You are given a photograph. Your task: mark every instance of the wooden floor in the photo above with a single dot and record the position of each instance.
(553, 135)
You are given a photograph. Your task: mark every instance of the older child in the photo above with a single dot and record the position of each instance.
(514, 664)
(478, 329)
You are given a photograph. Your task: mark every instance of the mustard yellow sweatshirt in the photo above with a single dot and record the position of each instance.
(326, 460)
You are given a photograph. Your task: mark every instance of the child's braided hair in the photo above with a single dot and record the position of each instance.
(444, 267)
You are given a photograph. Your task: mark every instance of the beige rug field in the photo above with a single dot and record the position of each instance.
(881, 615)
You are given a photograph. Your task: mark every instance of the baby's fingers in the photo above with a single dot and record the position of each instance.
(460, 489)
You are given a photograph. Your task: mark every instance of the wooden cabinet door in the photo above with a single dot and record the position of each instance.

********************

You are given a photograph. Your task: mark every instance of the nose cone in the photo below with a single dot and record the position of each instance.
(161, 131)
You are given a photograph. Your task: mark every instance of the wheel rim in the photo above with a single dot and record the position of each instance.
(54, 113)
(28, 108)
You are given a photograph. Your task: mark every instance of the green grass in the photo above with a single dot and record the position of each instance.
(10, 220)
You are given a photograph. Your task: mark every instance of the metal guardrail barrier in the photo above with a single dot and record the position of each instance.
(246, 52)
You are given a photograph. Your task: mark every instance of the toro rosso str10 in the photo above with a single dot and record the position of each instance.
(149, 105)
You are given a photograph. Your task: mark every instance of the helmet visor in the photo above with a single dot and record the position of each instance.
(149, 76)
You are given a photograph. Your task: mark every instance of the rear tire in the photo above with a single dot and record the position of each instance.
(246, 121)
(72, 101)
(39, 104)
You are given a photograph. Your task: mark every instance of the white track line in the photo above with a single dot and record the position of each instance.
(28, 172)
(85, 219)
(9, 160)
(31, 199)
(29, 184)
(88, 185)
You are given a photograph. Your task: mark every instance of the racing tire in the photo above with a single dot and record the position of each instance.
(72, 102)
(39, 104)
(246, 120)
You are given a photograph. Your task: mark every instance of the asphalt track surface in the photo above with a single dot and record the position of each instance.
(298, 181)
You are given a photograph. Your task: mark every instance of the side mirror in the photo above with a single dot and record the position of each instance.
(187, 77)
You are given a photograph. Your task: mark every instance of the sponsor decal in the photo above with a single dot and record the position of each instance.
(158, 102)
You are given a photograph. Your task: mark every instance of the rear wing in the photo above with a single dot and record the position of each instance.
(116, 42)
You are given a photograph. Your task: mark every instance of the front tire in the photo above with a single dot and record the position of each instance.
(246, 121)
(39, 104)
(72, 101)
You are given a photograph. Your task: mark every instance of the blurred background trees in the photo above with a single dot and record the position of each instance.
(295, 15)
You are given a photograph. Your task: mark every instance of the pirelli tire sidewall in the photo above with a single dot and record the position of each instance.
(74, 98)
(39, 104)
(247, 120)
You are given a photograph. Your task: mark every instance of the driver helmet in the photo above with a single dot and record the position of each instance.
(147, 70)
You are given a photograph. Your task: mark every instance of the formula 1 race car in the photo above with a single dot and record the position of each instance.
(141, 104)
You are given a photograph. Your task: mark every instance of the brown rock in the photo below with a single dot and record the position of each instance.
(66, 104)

********************

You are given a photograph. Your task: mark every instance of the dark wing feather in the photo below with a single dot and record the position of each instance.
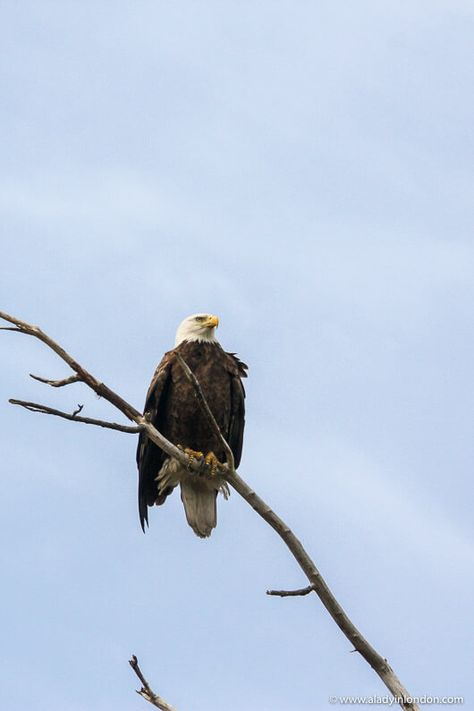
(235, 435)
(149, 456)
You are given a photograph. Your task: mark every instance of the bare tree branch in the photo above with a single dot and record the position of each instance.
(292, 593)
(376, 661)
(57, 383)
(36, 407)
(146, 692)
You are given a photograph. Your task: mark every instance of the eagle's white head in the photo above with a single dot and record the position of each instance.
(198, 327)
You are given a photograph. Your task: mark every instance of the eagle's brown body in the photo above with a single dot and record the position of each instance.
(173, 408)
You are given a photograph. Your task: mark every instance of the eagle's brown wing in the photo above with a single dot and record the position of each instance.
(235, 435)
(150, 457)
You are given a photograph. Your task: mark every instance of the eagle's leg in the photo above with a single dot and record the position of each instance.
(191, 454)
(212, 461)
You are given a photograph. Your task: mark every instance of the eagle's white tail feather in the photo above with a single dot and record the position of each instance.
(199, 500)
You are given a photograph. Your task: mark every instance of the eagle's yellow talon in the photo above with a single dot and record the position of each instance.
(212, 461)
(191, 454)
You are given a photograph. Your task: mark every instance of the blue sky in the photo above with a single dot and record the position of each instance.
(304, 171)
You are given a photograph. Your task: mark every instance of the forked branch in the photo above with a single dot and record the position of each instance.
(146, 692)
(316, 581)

********************

**YOUR OBJECTIVE:**
Take the listing above and repeat exactly the lines from the one containing "of the baby's" through the one containing "the wooden cabinet", both included.

**THE COMPLETED TASK:**
You are given a photograph. Your task: mark every instance of the baby's fingers in the photo above with a single dot and record the position of each instance.
(460, 489)
You are given a photograph. Your task: mark every instance of the wooden cabinet door in the photo above with a single dot and record the position of each instance.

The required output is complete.